#### PROVIDED MATERIAL
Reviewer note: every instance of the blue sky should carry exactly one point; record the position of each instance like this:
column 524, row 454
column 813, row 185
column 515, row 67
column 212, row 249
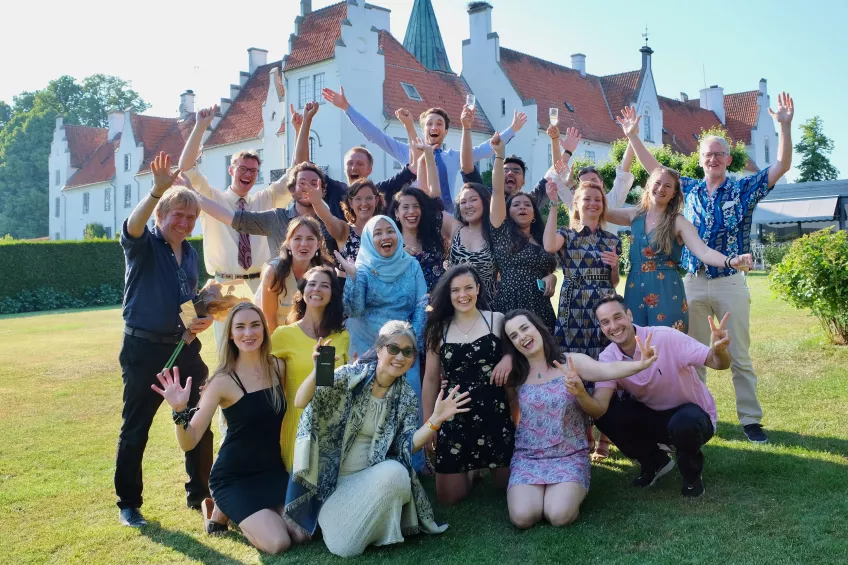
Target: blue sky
column 166, row 46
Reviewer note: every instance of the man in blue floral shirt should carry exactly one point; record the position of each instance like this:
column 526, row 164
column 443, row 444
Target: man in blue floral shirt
column 721, row 209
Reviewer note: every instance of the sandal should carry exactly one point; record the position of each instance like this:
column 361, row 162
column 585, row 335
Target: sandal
column 212, row 527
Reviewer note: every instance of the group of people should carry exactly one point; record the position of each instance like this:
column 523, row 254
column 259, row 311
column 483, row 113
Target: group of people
column 436, row 297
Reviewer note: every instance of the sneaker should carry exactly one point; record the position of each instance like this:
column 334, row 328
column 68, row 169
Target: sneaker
column 693, row 489
column 650, row 475
column 132, row 517
column 755, row 433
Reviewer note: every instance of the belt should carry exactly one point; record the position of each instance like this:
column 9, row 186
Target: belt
column 228, row 276
column 154, row 338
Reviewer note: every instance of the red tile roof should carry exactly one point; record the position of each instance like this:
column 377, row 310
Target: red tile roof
column 83, row 141
column 740, row 114
column 243, row 120
column 317, row 40
column 552, row 85
column 437, row 89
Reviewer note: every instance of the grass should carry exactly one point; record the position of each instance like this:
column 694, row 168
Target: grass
column 785, row 502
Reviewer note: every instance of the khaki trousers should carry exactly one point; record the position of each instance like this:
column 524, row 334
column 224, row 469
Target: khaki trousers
column 716, row 297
########
* PROBLEM REQUIREMENTS *
Please render the lines of the material from the line containing "Reviewer note: every instance of the red" through the end of the material, inclusive, as a JSON list of strings with one string per line and blank lines omitted.

* SOLUTION TO THE PROBLEM *
[
  "Reviewer note: every instance of the red tile roof should carry exactly one point; record the position of each instance like this:",
  "column 377, row 310",
  "Target: red tile roof",
  "column 83, row 141",
  "column 740, row 114",
  "column 243, row 120",
  "column 317, row 40",
  "column 552, row 85",
  "column 437, row 89",
  "Reviewer note: every instance of the grass should carry exactly one point; record the position of each instance like this:",
  "column 694, row 168",
  "Target: grass",
  "column 785, row 502",
  "Reviewer note: every instance of the khaki trousers should carry exactly one point; record the position of each instance like this:",
  "column 524, row 334",
  "column 224, row 469",
  "Target: khaki trousers",
  "column 716, row 297"
]